*WHAT NEEDS TO BE DONE*
Could you gather every line of the material below that contains the word "instance"?

(Excerpts of annotation records)
________________________________________

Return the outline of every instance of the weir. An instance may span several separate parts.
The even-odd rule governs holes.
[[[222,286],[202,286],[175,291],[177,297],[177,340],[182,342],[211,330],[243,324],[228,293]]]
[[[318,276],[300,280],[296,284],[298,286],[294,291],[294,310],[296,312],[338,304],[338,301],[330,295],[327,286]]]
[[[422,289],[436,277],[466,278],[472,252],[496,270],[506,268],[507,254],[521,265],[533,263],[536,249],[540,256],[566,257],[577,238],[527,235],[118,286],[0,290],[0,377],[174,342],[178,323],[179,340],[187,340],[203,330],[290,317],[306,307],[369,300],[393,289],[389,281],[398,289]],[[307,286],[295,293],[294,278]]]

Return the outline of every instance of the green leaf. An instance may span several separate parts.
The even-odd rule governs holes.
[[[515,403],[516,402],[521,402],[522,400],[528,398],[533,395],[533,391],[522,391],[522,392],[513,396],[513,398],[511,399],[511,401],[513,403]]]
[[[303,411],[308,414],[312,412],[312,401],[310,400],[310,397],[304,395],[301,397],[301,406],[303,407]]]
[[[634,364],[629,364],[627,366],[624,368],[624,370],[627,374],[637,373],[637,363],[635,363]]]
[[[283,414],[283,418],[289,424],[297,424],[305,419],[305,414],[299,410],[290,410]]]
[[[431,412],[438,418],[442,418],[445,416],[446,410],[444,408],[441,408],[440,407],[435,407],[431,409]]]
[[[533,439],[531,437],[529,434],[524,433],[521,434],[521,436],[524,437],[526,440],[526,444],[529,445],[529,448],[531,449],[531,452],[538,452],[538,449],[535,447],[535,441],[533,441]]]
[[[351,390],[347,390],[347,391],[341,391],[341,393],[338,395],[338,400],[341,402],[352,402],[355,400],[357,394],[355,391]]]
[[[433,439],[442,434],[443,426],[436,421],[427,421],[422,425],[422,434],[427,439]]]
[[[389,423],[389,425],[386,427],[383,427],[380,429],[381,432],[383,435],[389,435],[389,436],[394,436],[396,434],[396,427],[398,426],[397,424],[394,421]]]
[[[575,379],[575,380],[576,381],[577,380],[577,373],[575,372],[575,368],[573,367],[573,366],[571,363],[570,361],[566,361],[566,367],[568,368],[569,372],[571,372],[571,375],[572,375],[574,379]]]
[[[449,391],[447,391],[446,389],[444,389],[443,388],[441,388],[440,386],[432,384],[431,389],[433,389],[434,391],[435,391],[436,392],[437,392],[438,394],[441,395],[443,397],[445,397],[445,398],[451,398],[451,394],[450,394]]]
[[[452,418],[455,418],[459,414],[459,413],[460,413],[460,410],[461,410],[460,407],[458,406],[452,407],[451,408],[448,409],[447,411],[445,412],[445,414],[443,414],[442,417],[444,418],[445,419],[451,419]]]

________________________________________

*IN RESPONSE*
Return the outline of every instance of the weir. An instance may span several separate parts.
Return the outline of every instance of the green leaf. An instance may span several separate parts.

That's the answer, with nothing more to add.